- Born: July 10, 1936 Chicago
- Died: June 8, 2016 (aged 79) University City, Missouri
- Education: University of Notre Dame Washington University in St. Louis Massachusetts General Hospital
- Known for: confirmed that low-dose aspirin potentially lowers deaths from stroke and heart attacks
- Scientific career
- Fields: Medicine, biochemistry
- Workplaces: National Heart Institute Washington University School of Medicine

= Philip Majerus =

American biochemist (1936–2016)

Philip Warren Majerus (July 10, 1936 – June 8, 2016) was an American biochemist who confirmed the cardiovascular benefits of aspirin. After graduating from medical school and completing a residency at Massachusetts General Hospital, Majerus conducted research at the National Heart Institute before becoming a faculty member at the Washington University School of Medicine.

==Early life==
A native of Chicago and the son of a five-and-dime store owner, Majerus grew up in Quincy, Illinois. As a child, he had no interest in any school subject other than science, and he seemed to thrive once one of his schoolteachers set up a chemistry laboratory where Majerus could perform hands-on experiments.

Majerus was a talented tennis player, which earned him an athletic scholarship to the University of Notre Dame, where he completed an undergraduate degree in 1958. Majerus graduated from medical school at the Washington University School of Medicine.

- **Exercise details**
Return the portion of the Philip Majerus text starting at "Philip Warren Majerus" and ending at "perform hands-on experiments.", copied word for word.

- **Data to examine**

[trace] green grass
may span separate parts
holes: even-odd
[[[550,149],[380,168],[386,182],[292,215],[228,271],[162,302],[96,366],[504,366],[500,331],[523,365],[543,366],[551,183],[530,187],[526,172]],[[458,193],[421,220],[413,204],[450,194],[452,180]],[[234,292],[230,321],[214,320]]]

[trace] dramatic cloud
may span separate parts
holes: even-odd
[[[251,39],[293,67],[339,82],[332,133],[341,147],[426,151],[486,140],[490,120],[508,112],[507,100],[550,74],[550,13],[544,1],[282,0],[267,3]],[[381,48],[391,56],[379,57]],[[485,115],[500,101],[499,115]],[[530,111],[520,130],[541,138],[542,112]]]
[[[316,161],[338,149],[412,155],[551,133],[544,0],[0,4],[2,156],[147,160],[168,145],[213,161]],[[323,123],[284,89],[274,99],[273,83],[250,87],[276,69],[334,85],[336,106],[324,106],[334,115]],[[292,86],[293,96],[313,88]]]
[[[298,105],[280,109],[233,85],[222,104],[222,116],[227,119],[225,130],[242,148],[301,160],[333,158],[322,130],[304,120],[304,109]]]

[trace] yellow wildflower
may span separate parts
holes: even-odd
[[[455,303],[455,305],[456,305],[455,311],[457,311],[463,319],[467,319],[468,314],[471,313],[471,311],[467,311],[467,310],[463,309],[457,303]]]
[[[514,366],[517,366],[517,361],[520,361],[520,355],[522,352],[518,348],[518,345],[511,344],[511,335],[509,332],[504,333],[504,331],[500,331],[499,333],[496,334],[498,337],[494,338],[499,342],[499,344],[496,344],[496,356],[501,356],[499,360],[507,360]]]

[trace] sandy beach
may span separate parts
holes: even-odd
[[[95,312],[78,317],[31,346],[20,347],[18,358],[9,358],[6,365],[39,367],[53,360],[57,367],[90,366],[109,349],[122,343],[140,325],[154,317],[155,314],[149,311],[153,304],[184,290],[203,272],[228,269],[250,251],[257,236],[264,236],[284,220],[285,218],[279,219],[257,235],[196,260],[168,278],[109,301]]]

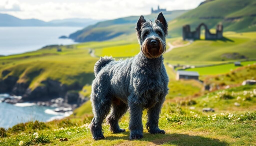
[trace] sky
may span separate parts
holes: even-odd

- **Output for this task**
Philip Warren Majerus (July 10, 1936 – June 8, 2016) was an American biochemist who confirmed the cardiovascular benefits of aspirin. After graduating from medical school and completing a residency at Massachusetts General Hospital, Majerus conducted research at the National Heart Institute before becoming a faculty member at the Washington University School of Medicine.

==Early life==
A native of Chicago and the son of a five-and-dime store owner, Majerus grew up in Quincy, Illinois. As a child, he had no interest in any school subject other than science, and he seemed to thrive once one of his schoolteachers set up a chemistry laboratory where Majerus could perform hands-on experiments.